#### Latihan Tertulis 1
Tentukan apakah setiap pernyataan berikut sesuai dengan cerita tentang skripsi di bawah, lalu kutip kata-kata penentunya dari cerita itu. (a) Motor penulis yang diparkir di depan stasiun Tugu dikempesin. (b) Narasumber yang diwawancarai ternyata bersikap galak. (c) Penulis sedih terutama karena gagal wisuda Agustus.
#### Latihan Tertulis 2
Tolong lanjutkan cerita tentang skripsi di bawah mulai setelah kalimat terakhirnya.

#### Teks yang Diberikan
Waktu itu bener-bener sibuk dan capek, karena data respondenku tidak hanya di
satu tempat. Dalam seminggu aku berpindah-pindah kota. Bahkan sampai tidak
merasa spesial ketika ulang tahun saking hectic-nya.
Tapi, emang ulang tahunku tidak pernah spesial. Selama mencari data, ada aja
hal yang terjadi. Pernah salah turun stasiun, kirain udah sampe ternyata masih
satu stasiun lagi. Untungnya, keretanya belum jalan jadi bisa naik lagi,
meskipun malu dilihatin penumpang yang lain. Pernah juga, waktu habis dari Klaten, motorku
yang aku parkir di depan stasiun Tugu dikempesin dan dikasih stiker pelanggaran
parkir. Padahal, paginya itu masih jadi tempat parkir, ada tukang parkir dan
banyak motor yang parkir. Waktu aku pulang, tinggal motorku doang. Hahaha. Sebenarnya,
yang paling aku khawatirkan dari proses mencari data adalah wawancara
narasumber, karena menurut penuturan mbak-mbak pegawai disana, Ibunya lumayan
tegas. Jadi agak takut juga.
Alhamdulillah, lagi-lagi ketakutanku tidak terjadi, ternyata Ibunya baik dan friendly. Proses wawancarapun
berlangsung lancar.
Hal
tak terduga lainnya adalah sebelum penelitian, Dosen Pembimbingku tiba-tiba
ngabarin bakal cuti naik haji selama dua bulan. Emang ada-ada aja ya masalah
skripsi ini. Akhirnya, selesai lebaran aku langsung rutin ngisi absen di
perpustakaan. Tiap hari aku ngerjain, biar bisa daftar sidang di bulan Juli
untuk wisuda Agustus. Manusia berusaha, tapi Allah berkehendak lain. Dosen
pembimbingku tidak menyanggupi, karena memang waktu yang sangat mepet. Saat
itu, aku rasanya sedih dan kecewa. Bukan karena aku gagal wisuda Agustus, tapi
karena orang tuaku harus bayar UKT lagi. Aku nangis seharian, kecewa sama diri
sendiri. Sejak skripsian moodku jadi super sensitif, dikit-dikit nangis dan
kebawa sampai sekarang. Tapi untungnya
aku punya orang-orang baik yang bisa diajakin cerita.
Everything happens for a reason itu
benar adanya, setelah tidak bisa wisuda Agustus dan akan nganggur selama
sebulan lebih. Akhirnya aku memutuskan untuk magang. Fakultasku memang tidak
ada sks untuk magang, jadi selama kuliah aku belum pernah magang, akhirnya ada
kesempatan untuk magang selama sebulan. Lumayan menambah pengalaman. Ketika
dosen pembimbingku pulang dari ibadah haji, rasanya semua berjalan dengan
cepat. Beliau biasanya susah ditemui, sekarang tiap hari bisa ketemu. Revisi
yang biasanya membutuhkan waktu berminggu-minggu, saat itu sehari juga selesai.

#### Data yang Diberikan
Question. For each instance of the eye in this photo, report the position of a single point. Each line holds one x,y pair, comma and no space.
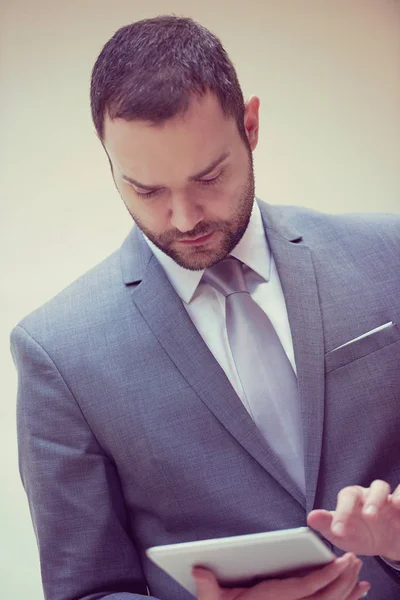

#### Jawaban 1
(a) Ya: "motorku yang aku parkir di depan stasiun Tugu dikempesin dan dikasih stiker pelanggaran parkir"
(b) Tidak: "ternyata Ibunya baik dan friendly"
(c) Tidak: "Bukan karena aku gagal wisuda Agustus, tapi karena orang tuaku harus bayar UKT lagi."

#### Jawaban 2
Pokoknya jadi baik dan hanya butuh waktu sebulan untuk aku revisi dari bab 2
(dua) sampai bab 5 (lima). Kemudian, akhirnya hal yang dinanti-nanti tiba juga,
ketika Ibu Dosbing bilang “udah daftar aja, jangan kelamaan ya daftarnya. Nanti
saya hubungi sekretaris departemen” wow. Seneng sih, tapi panik juga. Dalam
waktu dua atau tiga hari aku mempersiapkan berkas-berkas persyaratan untuk
daftar sidang.
Akhirnya,
hari yang aku tunggu selama 4 (empat) tahun kuliah datang juga. Nggak nyangka
bisa sampai ditahap ini, karena awal kuliah merasa salah jurusan dan keteteran
banget, jadi merasa “wow aku bisa lulus dari jurusan ini”. Sejak tau jadwal
sidang sampai hari H sidang, deg-degan banget. Padahal, udah nyiapin harus
ngomong apa, tapi tetep aja takut kalau nggak bisa jawab gimana dan ketakutanku
pun terbukti, aku kalau nervous pasti
jadi blank. Huhuhu. Apalagi, salah
satu dosen pengujiku terkenal galak, makin nervous
lah aku ketika beliau bertanya. Untungnya, dosen yang lain baik-baik
banget. Keluar ruangan aku langsung nangis, takut nggak lulus. Emang hidupku
dikit-dikit nangis kayanya. Tapi, Alhamdulillah lulus meskipun ada beberapa
revisi. Surprisingly, revisiku tidak
banyak. Jadi, bisa aku selesein dengan cepat.
Alhamdulillah,
salah satu tahapan di hidup sudah terlewati. Waktu sekolah, kalau lihat berita
mahasiswa depresi gara-gara skripsi aku
selalu mikir mereka berlebihan sekali. Ternyata setelah merasakan sendiri,
emang kalau mentalnya tidak kuat bisa menyebabkan depresi. Untungnya
orang-orang di sekelilingku pada baik, selalu support dan mau mendengarkan
keluhanku. Awalnya aku juga merasa tertekan, karena orangtuaku selalu menanyakan
tentang skripsi, sampai akhirnya aku sampaikan, kalau ditanya terus, aku merasa
tertekan dan mereka ngerti. Sejak saat itu kalau pulang ke rumah, nggak pernah
bahas skripsi kecuali aku yang mulai, padahal sebelumnya selalu bahas sampai
rasanya males pulang. Dan hal itu membantu banget untuk mengurangi rasa stress
ku. Jadi, semisal lagi skripsi, dan merasa mendapat tekanan dari orang
terdekat, keluarga misalnya, bisa diajak ngomong baik-baik, disampaikan seperti
apa perasaan kalian.
Proses ini memang merupakan awal
untuk menuju ke tahapan hidup selanjutnya, tapi setidaknya aku sedikit merasa
lega ketika tahapan ini sudah terlewati.